**Problem**: With no omissions, write out every record given below.

**Collected data**:
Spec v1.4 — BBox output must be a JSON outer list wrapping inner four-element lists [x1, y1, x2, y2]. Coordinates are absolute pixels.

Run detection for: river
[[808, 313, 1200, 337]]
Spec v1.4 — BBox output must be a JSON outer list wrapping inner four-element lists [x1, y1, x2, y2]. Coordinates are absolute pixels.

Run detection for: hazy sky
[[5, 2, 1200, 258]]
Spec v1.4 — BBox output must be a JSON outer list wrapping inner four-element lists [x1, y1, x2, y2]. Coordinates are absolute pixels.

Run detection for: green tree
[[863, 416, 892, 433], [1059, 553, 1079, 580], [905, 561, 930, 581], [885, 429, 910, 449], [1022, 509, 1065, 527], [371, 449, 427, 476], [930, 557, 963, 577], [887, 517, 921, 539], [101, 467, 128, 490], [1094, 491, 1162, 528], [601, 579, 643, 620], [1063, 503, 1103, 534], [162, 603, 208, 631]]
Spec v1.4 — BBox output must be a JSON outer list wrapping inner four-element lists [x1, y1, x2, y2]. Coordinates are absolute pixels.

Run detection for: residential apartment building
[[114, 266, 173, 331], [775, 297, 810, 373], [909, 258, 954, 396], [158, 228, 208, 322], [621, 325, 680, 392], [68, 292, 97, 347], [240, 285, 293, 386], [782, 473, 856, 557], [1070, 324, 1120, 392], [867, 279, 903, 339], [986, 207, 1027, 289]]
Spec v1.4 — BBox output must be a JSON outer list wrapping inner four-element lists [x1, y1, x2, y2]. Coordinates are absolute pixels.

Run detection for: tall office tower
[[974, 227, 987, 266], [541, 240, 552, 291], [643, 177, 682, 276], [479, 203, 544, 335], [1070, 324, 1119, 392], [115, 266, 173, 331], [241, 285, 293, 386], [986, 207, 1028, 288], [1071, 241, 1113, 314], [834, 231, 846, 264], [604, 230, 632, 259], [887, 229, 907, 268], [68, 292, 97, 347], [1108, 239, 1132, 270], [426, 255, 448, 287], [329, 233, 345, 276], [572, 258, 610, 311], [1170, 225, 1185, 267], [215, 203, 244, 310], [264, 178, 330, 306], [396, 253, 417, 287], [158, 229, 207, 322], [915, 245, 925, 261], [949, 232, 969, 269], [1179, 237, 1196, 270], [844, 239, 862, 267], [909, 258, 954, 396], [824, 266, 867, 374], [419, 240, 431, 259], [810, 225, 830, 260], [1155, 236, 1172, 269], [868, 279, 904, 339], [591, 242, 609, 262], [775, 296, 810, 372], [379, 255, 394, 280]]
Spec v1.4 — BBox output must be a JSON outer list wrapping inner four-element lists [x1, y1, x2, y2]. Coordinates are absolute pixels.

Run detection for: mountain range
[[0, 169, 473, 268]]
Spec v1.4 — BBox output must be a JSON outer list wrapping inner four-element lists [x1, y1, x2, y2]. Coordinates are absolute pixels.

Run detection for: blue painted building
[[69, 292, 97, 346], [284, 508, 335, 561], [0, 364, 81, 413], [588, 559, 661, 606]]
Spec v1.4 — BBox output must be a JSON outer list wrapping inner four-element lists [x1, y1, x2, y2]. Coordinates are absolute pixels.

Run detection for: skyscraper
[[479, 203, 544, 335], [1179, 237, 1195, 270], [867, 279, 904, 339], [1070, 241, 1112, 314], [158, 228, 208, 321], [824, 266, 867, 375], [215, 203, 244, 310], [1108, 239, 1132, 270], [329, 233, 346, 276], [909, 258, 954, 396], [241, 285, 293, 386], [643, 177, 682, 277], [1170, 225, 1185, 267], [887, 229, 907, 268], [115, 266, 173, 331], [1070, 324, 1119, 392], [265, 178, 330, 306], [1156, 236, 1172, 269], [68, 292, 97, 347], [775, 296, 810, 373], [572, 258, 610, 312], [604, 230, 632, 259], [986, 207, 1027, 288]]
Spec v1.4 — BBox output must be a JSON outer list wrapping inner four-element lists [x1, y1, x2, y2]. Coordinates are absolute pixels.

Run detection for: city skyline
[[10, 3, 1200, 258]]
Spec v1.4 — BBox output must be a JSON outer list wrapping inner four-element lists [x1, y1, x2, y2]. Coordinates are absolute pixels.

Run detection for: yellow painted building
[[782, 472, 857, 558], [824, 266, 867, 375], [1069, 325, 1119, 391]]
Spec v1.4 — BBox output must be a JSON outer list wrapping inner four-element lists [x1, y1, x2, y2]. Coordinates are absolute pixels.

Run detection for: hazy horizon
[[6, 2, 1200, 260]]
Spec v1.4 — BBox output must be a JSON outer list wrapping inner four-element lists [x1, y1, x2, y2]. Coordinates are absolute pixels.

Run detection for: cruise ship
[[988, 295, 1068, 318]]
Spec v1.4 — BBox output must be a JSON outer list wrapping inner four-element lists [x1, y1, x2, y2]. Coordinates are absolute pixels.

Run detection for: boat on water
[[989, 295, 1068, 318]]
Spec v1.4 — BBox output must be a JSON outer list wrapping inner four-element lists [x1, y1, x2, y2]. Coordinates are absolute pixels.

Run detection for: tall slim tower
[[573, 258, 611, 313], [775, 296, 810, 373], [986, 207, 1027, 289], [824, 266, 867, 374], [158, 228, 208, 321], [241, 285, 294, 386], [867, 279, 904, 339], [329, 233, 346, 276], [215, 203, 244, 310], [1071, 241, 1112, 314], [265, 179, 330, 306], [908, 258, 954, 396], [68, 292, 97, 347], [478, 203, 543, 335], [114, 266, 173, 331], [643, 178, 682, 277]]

**Result of the task**:
Spec v1.4 — BBox output must be a JSON outer list wrapping inner four-element lists [x1, y1, x2, y2]. Coordinates are absolute pixels.

Run detection for: river
[[808, 313, 1200, 337]]
Spec v1.4 — BBox output must be a JSON outer list wrapping inner four-element lists [x1, y1, x2, y2]. Coordinates are absolute pixels.

Run detection for: hazy sky
[[5, 2, 1200, 258]]
Spec v1.4 — BBox output must be a JSON outer list wrapping inner four-element lists [x1, y1, x2, y2]. Coordinates are absolute pixels.

Run detection for: green tree
[[863, 416, 892, 433], [1059, 553, 1079, 580], [905, 561, 930, 581], [885, 429, 910, 449], [1022, 509, 1065, 527], [371, 449, 427, 476], [930, 557, 963, 577], [887, 517, 921, 539], [101, 467, 128, 490], [1094, 491, 1162, 528], [601, 579, 643, 620], [1063, 503, 1103, 534], [162, 603, 208, 631]]
Spec v1.4 — BBox output must be a JSON outer list wrapping inner four-element lists [x1, y1, x2, y2]. Coordinates are absolute pixels.

Run detection for: residential apartment building
[[114, 266, 173, 331], [775, 297, 810, 373], [909, 258, 954, 396], [158, 228, 208, 322], [621, 325, 680, 392], [68, 292, 97, 347], [240, 285, 293, 386], [782, 473, 856, 557], [1070, 324, 1120, 392], [867, 279, 903, 339], [986, 207, 1027, 289]]
Spec v1.4 — BBox output must be a JSON outer list wrapping inner four-element lists [x1, y1, x2, y2]. Coordinates are absolute pixels.

Run detection for: tall office tower
[[974, 227, 987, 266], [541, 240, 552, 291], [643, 177, 682, 276], [479, 203, 544, 335], [1070, 324, 1119, 392], [115, 266, 173, 331], [241, 285, 293, 386], [986, 207, 1028, 288], [1071, 241, 1113, 314], [834, 231, 846, 264], [604, 230, 632, 259], [887, 229, 907, 268], [68, 292, 97, 347], [1108, 239, 1132, 270], [426, 255, 448, 287], [329, 233, 345, 276], [572, 258, 610, 311], [1170, 225, 1185, 267], [215, 203, 244, 310], [264, 178, 330, 306], [396, 253, 417, 287], [158, 229, 207, 322], [915, 245, 925, 261], [949, 232, 969, 269], [1179, 237, 1196, 270], [844, 239, 862, 267], [909, 258, 954, 396], [824, 266, 867, 374], [419, 240, 431, 259], [810, 225, 830, 260], [1155, 236, 1172, 269], [868, 279, 904, 339], [591, 242, 609, 262], [775, 296, 810, 372], [379, 255, 394, 280]]
Spec v1.4 — BBox output must be a JSON outer list wrapping inner four-element lists [x1, y1, x2, y2]. Coordinates are absolute pixels.

Run detection for: mountain range
[[0, 169, 473, 268]]
Spec v1.4 — BBox output must be a JSON outer list wrapping inner four-element lists [x1, y1, x2, y2]. Coordinates are absolute pixels.

Run detection for: blue painted building
[[69, 292, 97, 346], [284, 508, 335, 561], [0, 364, 81, 413], [588, 559, 661, 606]]
Spec v1.4 — BBox output must be a JSON outer list wrapping inner four-element lists [x1, y1, x2, y2]. Coordinates are absolute pixels.

Run detection for: skyscraper
[[479, 203, 544, 335], [1179, 237, 1195, 270], [867, 279, 904, 339], [1070, 241, 1112, 314], [158, 228, 208, 321], [824, 266, 867, 375], [215, 203, 244, 310], [1108, 239, 1132, 270], [329, 233, 346, 276], [909, 258, 954, 396], [241, 285, 293, 386], [643, 177, 682, 277], [1170, 225, 1185, 267], [887, 229, 907, 268], [115, 266, 173, 331], [1070, 324, 1119, 392], [265, 178, 330, 306], [1156, 236, 1172, 269], [68, 292, 97, 347], [775, 296, 810, 373], [572, 258, 610, 312], [604, 230, 632, 259], [986, 207, 1027, 288]]
Spec v1.4 — BBox output must be a JSON outer list wrapping inner four-element lists [x1, y1, x2, y2]. Coordinates are absolute pixels.

Run detection for: city skyline
[[10, 3, 1200, 258]]
Spec v1.4 — BBox output must be a JSON outer list wrapping inner four-element lists [x1, y1, x2, y2]. Coordinates are absolute pixels.

Run detection for: yellow painted building
[[782, 472, 857, 558], [824, 266, 867, 375], [1069, 325, 1119, 391]]
Spec v1.4 — BBox output must be a JSON outer list wrapping inner four-element lists [x1, y1, x2, y2]. Coordinates are absolute pixels.

Run detection for: hazy horizon
[[6, 2, 1200, 260]]
Spec v1.4 — BBox output must be a JSON outer list wrapping inner four-element lists [x1, y1, x2, y2]. Coordinates are absolute pixels.

Run detection for: cruise ship
[[988, 295, 1068, 318]]
Spec v1.4 — BBox output must be a JSON outer list wrapping inner four-element lists [x1, y1, x2, y2]. Coordinates are absolute pixels.

Run detection for: boat on water
[[989, 295, 1068, 318]]
Spec v1.4 — BBox output must be a JSON outer list wrapping inner four-element lists [x1, y1, x2, y2]. Coordinates are absolute pixels.

Run detection for: tall slim tower
[[573, 258, 611, 313], [775, 296, 810, 373], [986, 207, 1027, 289], [824, 266, 867, 374], [158, 228, 208, 321], [241, 285, 294, 386], [867, 279, 904, 339], [329, 233, 346, 276], [215, 203, 244, 310], [1071, 241, 1112, 314], [265, 179, 330, 306], [908, 258, 954, 396], [68, 292, 97, 347], [478, 203, 543, 335], [114, 266, 173, 331], [643, 178, 682, 277]]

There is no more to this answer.